--- Input for this task ---
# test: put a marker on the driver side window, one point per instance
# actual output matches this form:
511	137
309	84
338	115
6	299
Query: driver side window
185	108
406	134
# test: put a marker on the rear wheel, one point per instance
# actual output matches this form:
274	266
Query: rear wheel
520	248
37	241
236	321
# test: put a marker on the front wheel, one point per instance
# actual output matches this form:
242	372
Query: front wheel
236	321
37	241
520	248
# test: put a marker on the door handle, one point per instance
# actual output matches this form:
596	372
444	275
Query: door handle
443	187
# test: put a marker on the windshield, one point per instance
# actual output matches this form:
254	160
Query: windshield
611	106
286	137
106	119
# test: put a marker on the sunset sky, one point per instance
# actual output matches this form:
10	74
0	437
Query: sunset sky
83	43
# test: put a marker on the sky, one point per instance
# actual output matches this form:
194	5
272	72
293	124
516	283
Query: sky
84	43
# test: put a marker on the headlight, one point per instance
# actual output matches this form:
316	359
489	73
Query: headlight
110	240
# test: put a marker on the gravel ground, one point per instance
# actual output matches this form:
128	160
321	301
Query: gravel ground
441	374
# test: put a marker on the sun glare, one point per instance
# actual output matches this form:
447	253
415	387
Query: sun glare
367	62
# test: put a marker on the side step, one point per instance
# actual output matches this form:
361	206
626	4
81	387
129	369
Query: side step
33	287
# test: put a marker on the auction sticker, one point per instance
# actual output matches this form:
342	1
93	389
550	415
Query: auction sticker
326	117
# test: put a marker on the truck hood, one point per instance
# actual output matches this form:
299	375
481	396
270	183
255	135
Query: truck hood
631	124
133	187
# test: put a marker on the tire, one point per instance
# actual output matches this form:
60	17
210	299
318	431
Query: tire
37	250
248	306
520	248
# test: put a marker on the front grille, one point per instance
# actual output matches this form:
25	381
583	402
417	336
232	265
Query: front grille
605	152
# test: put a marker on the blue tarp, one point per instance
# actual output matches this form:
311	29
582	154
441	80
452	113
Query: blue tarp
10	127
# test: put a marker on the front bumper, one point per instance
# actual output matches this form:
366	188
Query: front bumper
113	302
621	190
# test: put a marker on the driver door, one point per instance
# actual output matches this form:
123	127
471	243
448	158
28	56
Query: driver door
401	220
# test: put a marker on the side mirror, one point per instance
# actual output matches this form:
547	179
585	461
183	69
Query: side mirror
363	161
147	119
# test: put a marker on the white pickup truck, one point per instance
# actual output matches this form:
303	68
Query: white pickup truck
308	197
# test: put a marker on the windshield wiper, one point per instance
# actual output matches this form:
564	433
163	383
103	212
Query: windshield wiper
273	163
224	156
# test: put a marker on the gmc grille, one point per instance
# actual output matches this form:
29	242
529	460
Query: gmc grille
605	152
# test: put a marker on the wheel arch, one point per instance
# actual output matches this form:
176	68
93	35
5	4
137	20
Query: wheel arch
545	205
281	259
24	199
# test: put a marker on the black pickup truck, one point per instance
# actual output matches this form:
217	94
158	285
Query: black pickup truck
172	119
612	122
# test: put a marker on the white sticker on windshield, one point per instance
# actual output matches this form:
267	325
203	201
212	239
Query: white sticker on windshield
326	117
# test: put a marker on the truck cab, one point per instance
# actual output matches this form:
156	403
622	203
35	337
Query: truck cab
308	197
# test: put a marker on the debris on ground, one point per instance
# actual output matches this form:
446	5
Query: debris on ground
---
Stated task -
Render the rows above as a numbered list, skipping any blank lines.

Exercise response -
1. # test: put a marker on the driver side window, one point per instance
2. # actual output matches this form:
3. 511	137
4. 309	84
5. 338	115
6. 6	299
7. Query: driver side window
8. 185	108
9. 406	134
10. # test: put a marker on the rear wheel, one point per instance
11. # actual output matches this form:
12. 274	266
13. Query: rear wheel
14. 520	248
15. 37	241
16. 236	321
17. # test: put a marker on the front wheel, one point per instance
18. # actual output matches this form:
19. 242	372
20. Query: front wheel
21. 236	321
22. 37	241
23. 520	248
24. # test: put a marker on the door handle, one point per instance
25. # actual output matches this form:
26. 596	372
27. 444	275
28. Query: door handle
29. 443	187
30. # test: put a marker on the windshield, one point per instance
31. # actual output matches this form:
32. 254	160
33. Query: windshield
34. 611	106
35. 286	137
36. 106	119
37. # test: put a marker on the sunset sky, one point per instance
38. # actual output matches this form:
39. 10	74
40. 0	437
41. Query: sunset sky
42. 83	43
43. # test: put a marker on the sky, one point per instance
44. # actual output matches this form:
45. 194	5
46. 272	72
47. 293	124
48. 516	283
49. Query: sky
50. 84	43
51. # test: put a marker on the headlight, one point per instance
52. # actual output matches this form:
53. 316	359
54. 489	73
55. Query: headlight
56. 110	240
57. # test: put a marker on the gravel ground, one point per instance
58. # actual output matches this form:
59. 128	160
60. 321	301
61. Query: gravel ground
62. 441	374
63. # test: put a marker on the sun glare, one point per instance
64. # actual output matches this form:
65. 447	253
66. 415	387
67. Query: sun glare
68. 367	62
69. # test: put a marker on the side step, one point per instance
70. # actual output matches this form:
71. 361	206
72. 626	4
73. 81	387
74. 129	369
75. Query: side step
76. 33	287
77. # test: put a marker on the auction sticker, one point per instance
78. # actual output matches this form:
79. 342	1
80. 93	389
81. 550	415
82. Query: auction sticker
83. 326	117
84. # test: put a marker on the truck hood, one point per instance
85. # actual output matches this form:
86. 299	375
87. 481	396
88. 270	183
89. 255	135
90. Query: truck hood
91. 631	124
92. 133	187
93. # test: put a marker on the tire, one point per instance
94. # actual output matches this form:
95. 60	17
96. 210	299
97. 318	431
98. Query: tire
99. 37	250
100. 248	306
101. 520	248
102. # test: put a marker on the front grille, one point per instance
103. # actual output matches this form:
104. 25	381
105. 583	402
106. 417	336
107. 232	265
108. Query: front grille
109. 605	152
110. # test: put a marker on the blue tarp, one point per instance
111. # actual output matches this form:
112. 311	29
113. 582	154
114. 441	80
115. 452	113
116. Query: blue tarp
117. 10	127
118. # test: put a marker on the front bumper, one point per instance
119. # actual output matches this form:
120. 366	188
121. Query: front bumper
122. 113	302
123. 621	190
124. # test: put a marker on the driver door, one point per instance
125. # actual output matches this form:
126. 123	127
127. 471	243
128. 448	158
129. 28	56
130. Query: driver door
131. 401	220
132. # test: put a marker on the side mirror, one point per instance
133. # actual output matches this form:
134. 547	179
135. 585	461
136. 183	69
137. Query: side mirror
138. 363	161
139. 147	119
140. # test: put a marker on the white pickup truck, one point per instance
141. # actual output matches this form:
142. 303	68
143. Query: white pickup truck
144. 308	197
145. # test: put a marker on the windshield wiper, one point per instance
146. # actual output matches this form:
147. 564	433
148. 163	383
149. 103	212
150. Query: windshield wiper
151. 273	163
152. 224	156
153. # test: put a marker on the gmc grille, one point per instance
154. # actual output matches this form:
155. 29	242
156. 529	460
157. Query: gmc grille
158. 605	152
159. # test: put a marker on the wheel arch, one point per instance
160. # actual output matches this form:
161. 176	68
162. 93	35
163. 5	4
164. 137	20
165. Query: wheel arch
166. 545	205
167. 281	259
168. 24	199
169. # test: put a marker on the black pickup truck, one point per instance
170. # actual output matches this form:
171. 217	94
172. 158	285
173. Query: black pickup truck
174. 172	119
175. 612	122
176. # test: put a marker on the white sticker on windshield, one point per instance
177. # actual output matches this form:
178. 267	325
179. 203	201
180. 212	239
181. Query: white sticker on windshield
182. 326	117
183. # test: put a marker on the truck cab, one point per instance
184. # actual output matches this form:
185. 156	403
186. 622	203
187. 35	337
188. Query: truck cab
189. 308	197
190. # test: put a marker on the debris on ground, one point per instance
191. # actual output matches this form:
192. 446	5
193. Query: debris on ground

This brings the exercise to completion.